==== Excerpt to read
47 Things To Become a Kubernetes Expert

I've been leading a project team for 3 years and have developed a large system around Kubernetes.

In this article, I'd like to share my knowledge and findings of what I think important when developing custom Kubernetes controllers.

Please leave your comments and/or suggestions on my Twitter, if any.

API
Implementing controllers
Components and their collaborations
Resources
Networking
Monitoring
Access control

API

List extension mechanisms of kube-apiserver
Sample answer
- Custom resources: to define custom resources using OpenAPI schema
- Aggregation layer: to configure reverse-proxy servers to provide additional API groups
- Admission webhooks: to validate or mutate resources before saving them to etcd
- Authentication webhook: to verify authentication tokens with external authentication servers
- Authorization webhook: to authorize requests with external authorization servers
Describe the operation sequence of admission controls
Sample answer
1. Authentication and authorization
2. Mutating webhook
3. Object schema validation
4. Validating webhook
5. Saving data to etcd
cf. A Guide to Kubernetes Admission Controllers
Describe the problem and solution when multiple mutating webhooks edit the same resource

Sample answer
There is no way to specify the order of applying mutating webhooks for kube-apiserver.

Suppose we have two mutating webhooks to edit Pods, one is to add a volume mount configuration to all containers, and another is to add a container. To make all containers have the volume mount configuration, the first webhook needs to be called after the second.

We can set the reinvocation policy of the first webhook to IfNeeded to make the first called after the second.
Describe what happens when a call of an admission webhook fails

Sample answer
It depends on the setting of failure policy of the webhook. For admissionregistration.k8s.io/v1, the default is Fail so that the request is rejected.
Describe how kube-apiserver prevents resource editing conflicts

Sample answer
All resources saved in etcd have a resource version that is updated every time it is edited. kube-apiserver utilizes this to reject conflicting edit requests if the resource revision is different from the saved one.

This mechanism is called optimistic locking and is applied to all PUT (update) requests.

cf. Optimistic lock control for Kubernetes API Server object modification
List and describe available PATCH methods
Sample answer
- JSON Patch: can be used for both built-in and custom resources.
- JSON Merge Patch: ditto. For the difference from JSON patch, read http://erosb.github.io/post/json-patch-vs-merge-patch/ .
- Strategic Merge Patch: can be used for only built-in resources.
- Server Side Apply: can be used for both built-in and custom resources.
  This works substantially differently from others. Fields in resources may have owners, and the owners manage only their fields.
cf. PATCH operations
cf. An example of using dynamic client of k8s.io/client-go
Describe subresources

Sample answer
Subresources are a partial element of a resource for which a REST API endpoint is provided separately from the main resource. The most common subresource is /status that represents status element.
========
==== Listed entries
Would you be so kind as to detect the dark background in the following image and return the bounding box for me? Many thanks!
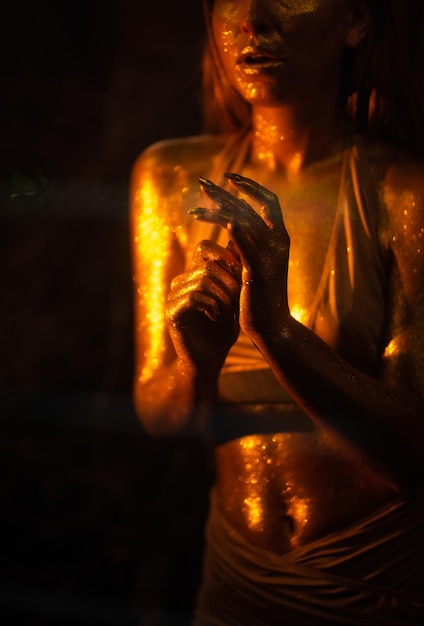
[0,0,211,626]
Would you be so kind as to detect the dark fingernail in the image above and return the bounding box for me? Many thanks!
[198,176,216,189]
[224,172,243,181]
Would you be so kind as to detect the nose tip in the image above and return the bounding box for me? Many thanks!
[241,0,270,35]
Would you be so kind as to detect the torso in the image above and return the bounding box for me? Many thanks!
[216,145,394,553]
[140,130,404,554]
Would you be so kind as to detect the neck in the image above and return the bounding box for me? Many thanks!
[252,102,343,175]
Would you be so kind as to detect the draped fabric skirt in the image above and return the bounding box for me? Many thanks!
[194,491,424,626]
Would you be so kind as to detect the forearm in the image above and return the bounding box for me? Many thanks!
[134,359,217,436]
[254,318,423,479]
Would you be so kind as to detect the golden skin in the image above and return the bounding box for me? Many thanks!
[132,0,424,553]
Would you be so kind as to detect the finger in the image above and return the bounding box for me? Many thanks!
[224,172,284,228]
[199,178,262,228]
[192,239,241,279]
[169,261,241,307]
[166,291,222,326]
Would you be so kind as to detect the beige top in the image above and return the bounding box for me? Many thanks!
[190,134,387,402]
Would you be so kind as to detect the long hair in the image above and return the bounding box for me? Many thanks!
[203,0,424,155]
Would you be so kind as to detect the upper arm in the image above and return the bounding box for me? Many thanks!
[383,158,424,399]
[130,136,221,381]
[130,146,188,381]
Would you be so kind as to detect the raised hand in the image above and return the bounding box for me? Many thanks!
[166,241,241,375]
[190,173,290,340]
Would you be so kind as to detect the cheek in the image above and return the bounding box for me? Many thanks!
[212,11,237,73]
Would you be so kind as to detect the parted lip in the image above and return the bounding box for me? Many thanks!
[237,46,284,65]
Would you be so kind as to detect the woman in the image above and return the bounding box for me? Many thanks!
[132,0,424,626]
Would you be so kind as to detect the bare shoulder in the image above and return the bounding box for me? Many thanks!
[131,135,225,191]
[368,142,424,227]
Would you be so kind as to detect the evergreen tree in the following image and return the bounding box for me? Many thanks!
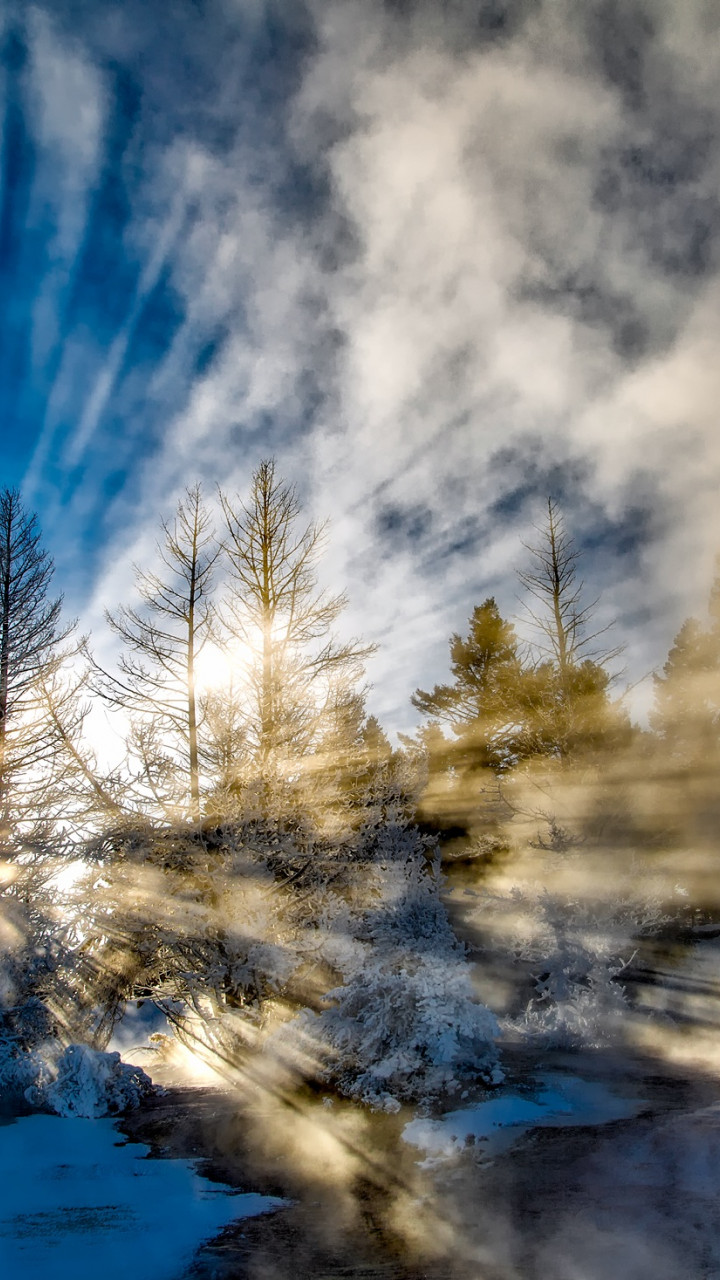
========
Challenge: Could you carry the Kubernetes expertise guide above further, beginning right after its last sentence?

Response below:
Since subresources have an independent set of API endpoint and verbs, they have independent RBAC permissions from the main resources.

cf. Types (Kinds)
Describe what is the storage version of API

Sample answer
Each Kubernetes API is versioned. When an incompatible change is introduced to an API, its version is bumped.

When an API resource is saved in etcd, the resource is converted to a specific version of the API and serialized. This specific version is called the storage version of the API.
Describe how to bump Kubernetes API version step by step
Sample answer
1. Introduce a new API version. The storage version of the API stays the old version.
2. Change the storage version to the new one after the new version gets stabilized and matured.
3. Update the saved API resources in etcd to the new version (by updating them).
4. Deprecate the old API version. Tell users to update their resources to the new version.
5. Remove the old API version after a while.
cf. The Future of Your CRDs – Evolving an API
Describe why conversion webhooks have to implement a round-trip conversion

Sample answer
Suppose that an API sets v1 as its storage version.

When creating the API resource as v2, the conversion webhook needs to convert the resource from v2 to v1. kube-apiserver then saves the resource as v1 in etcd.

When retrieving the API resource as v2, the conversion webhook needs to convert back the saved resource from v1 to v2.

Clearly, the conversion webhook needs to implement a round-trip conversion.
Describe how to avoid missing information in round-trip conversion

Sample answer
The common technique is to save the missing information as annotations. For instance, HorizontalPodAutoscaler saves fields added in v2 as annotations in v1.

cf. Horizontal Pod Autoscaler
Describe how kube-apiserver and aggregation API servers authenticate/authorize each other

Sample answer
They mutually authenticate each other using TLS. Read Authentication Flow for details.

As to authorization, aggregation API servers have to be granted to create SubjectAccessReview resources by kube-apiserver. To grant the privilege, bind a system built-in Role called extension-apiserver-authentication-reader in kube-system namespace to the ServiceAccount of the aggregation API server.

Implementing controllers

Describe what are Event resources and how long they live in kube-apiserver

Sample answer
Event is a resource to record events that happened to a target resource. kubectl describe pods NAME displays the events of the Pod in a readable manner.

Events usually live for only one hour in kube-apiserver.

cf. Emitting, Consuming, and Presenting: The Event Lifecycle
What namespace should be used for Events of cluster resources such as Node?

Sample answer
default namespace.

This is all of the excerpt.